*Set task:* Write the material out again exactly as it stands.
— Begin Data shown —
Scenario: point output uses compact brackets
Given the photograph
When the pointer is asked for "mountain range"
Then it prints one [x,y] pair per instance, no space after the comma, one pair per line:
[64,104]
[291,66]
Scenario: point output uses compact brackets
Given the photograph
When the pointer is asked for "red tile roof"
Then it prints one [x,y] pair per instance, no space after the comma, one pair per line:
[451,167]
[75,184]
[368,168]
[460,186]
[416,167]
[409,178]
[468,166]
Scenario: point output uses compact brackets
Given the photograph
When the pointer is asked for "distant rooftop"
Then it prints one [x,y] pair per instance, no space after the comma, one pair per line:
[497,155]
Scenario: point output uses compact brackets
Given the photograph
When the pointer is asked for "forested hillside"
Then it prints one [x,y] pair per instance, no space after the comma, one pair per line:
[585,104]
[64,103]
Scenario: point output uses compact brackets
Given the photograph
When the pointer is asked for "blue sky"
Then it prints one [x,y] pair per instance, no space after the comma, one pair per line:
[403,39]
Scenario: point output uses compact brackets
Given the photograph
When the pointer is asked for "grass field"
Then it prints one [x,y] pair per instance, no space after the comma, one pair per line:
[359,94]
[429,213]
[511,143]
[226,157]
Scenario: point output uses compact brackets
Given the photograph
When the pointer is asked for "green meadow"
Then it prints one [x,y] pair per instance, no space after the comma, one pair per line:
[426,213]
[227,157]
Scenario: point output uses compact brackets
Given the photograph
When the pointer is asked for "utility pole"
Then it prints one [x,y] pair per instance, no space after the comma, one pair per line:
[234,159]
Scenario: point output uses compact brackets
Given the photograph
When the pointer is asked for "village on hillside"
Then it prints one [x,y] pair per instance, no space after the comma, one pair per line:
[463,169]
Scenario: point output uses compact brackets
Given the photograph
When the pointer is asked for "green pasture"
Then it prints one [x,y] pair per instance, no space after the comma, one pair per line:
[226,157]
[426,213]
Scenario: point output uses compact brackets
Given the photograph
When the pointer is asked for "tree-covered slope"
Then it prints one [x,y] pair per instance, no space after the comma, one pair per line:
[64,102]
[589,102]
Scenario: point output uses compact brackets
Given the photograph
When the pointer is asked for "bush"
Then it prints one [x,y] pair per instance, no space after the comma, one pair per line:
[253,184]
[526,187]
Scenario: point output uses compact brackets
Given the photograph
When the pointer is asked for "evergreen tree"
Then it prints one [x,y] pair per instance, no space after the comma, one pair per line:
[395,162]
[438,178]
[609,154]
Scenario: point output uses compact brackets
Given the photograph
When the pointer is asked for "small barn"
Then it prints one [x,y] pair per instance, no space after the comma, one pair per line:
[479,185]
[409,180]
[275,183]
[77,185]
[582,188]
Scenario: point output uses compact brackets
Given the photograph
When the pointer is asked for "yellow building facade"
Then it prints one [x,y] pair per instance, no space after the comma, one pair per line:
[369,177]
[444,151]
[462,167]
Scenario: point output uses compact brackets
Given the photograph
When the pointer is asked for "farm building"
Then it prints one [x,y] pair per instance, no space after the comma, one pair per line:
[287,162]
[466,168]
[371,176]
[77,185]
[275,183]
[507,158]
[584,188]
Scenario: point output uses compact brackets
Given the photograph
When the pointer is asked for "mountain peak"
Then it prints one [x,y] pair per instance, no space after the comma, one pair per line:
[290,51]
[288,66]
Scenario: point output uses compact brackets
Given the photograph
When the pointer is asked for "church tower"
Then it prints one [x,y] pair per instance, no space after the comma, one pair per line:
— End Data shown —
*Complete response:*
Scenario: point output uses compact brackets
Given the photograph
When the pointer is asked for "mountain range"
Then it prints one [x,y] pair per instance, no space after the comma, one pair per line:
[64,104]
[291,66]
Scenario: point output uses compact brackets
Given the photograph
When the pointer is asked for "red tile roof"
Then it prints one [x,y] pair per instance, no space after the comma, one pair per line:
[451,167]
[75,184]
[368,168]
[460,186]
[416,167]
[409,178]
[468,166]
Scenario: point output uses compact brackets
Given the photograph
When the pointer is asked for "distant rooftop"
Then it prints one [x,y] pair per instance, no space after the comma, one pair per line:
[497,155]
Scenario: point output uses compact brackets
Given the photograph
When the pointer is asked for "forested hillside"
Then it prints one [x,y] pair per instance, no space after the comma, one pair per line:
[585,104]
[64,103]
Scenario: point output uses compact brackets
Given the photograph
When the pointer is asked for "blue sky"
Then it prints one [x,y] pair per instance, no space after the comma, one pair per line:
[403,39]
Scenario: point output uses compact brackets
Given the photograph
When the pointer is asked for "grass field"
Then it prints one [x,y] pair per instance, no space after the comma, one pair per line:
[359,94]
[429,213]
[511,143]
[226,157]
Scenario: point output uses compact brackets
Given the photograph
When the pointer is asked for "green meadow"
Then it prints one [x,y] pair per instance, no space after the comma, one pair per line:
[426,213]
[227,157]
Scenario: point output uses compact brackets
Given the photograph
When the pointer is asked for "utility pole"
Then it prints one [x,y] pair per instance, no space after the comma, one pair per line:
[234,159]
Scenario: point output uses compact brackets
Given the photograph
When the pointer is asked for "village on hillside"
Then it prints one [x,y] pair per instance, no space after the comma, one pair per line:
[463,169]
Scenario: point output uses compact brackets
Given the photograph
When the pointer is asked for "green pasture"
Then it prints one [x,y] pair per instance, no space after the comma, one pair per line:
[226,157]
[426,213]
Scenario: point output uses compact brackets
Given the photograph
When the pointer is asked for "tree-covered slope"
Then it prints one [x,y] pair per instance, no space after the comma, one pair per line:
[64,102]
[589,102]
Scenario: point output uses compact brackets
Given the photograph
When the pointer is asked for "bush"
Then it prints one [x,y] pair per instance, no space after the comma, one pair per line:
[253,184]
[526,187]
Scenario: point output uses compact brackets
Given the photograph
When the pointer is asked for "evergreen tree"
Then it prints one [x,y] pair per instance, no space after the comma, one pair per line:
[395,162]
[438,178]
[609,154]
Scenario: point output uses compact brackets
Given the photograph
When the pointer is asked for "small barn"
Then it prints one [x,y] pair per instance, no space after the comma, one pair per line:
[479,185]
[409,180]
[275,183]
[77,185]
[582,188]
Scenario: point output uses compact brackets
Given the photograph
When the pointer is asked for "yellow building facade"
Then it prints one [x,y] pair per instance, no space after the comma, one pair per line:
[369,177]
[444,151]
[462,167]
Scenario: point output uses compact brackets
Given the photograph
When the pointer is asked for "farm building"
Then it prints one [x,y] pair per instance, no space after the comma, one pair per line:
[287,162]
[466,168]
[371,176]
[77,185]
[275,183]
[507,158]
[584,188]
Scenario: point output uses compact brackets
Given the photograph
When the pointer is asked for "mountain peak"
Then it prints one [x,y] pair per instance, no space after the comma, one pair per line:
[290,51]
[288,66]
Scenario: point output uses compact brackets
Given the photograph
When the pointer is asked for "church tower"
Then it prints one [x,y] pair per instance, no space after the comma, one pair per line:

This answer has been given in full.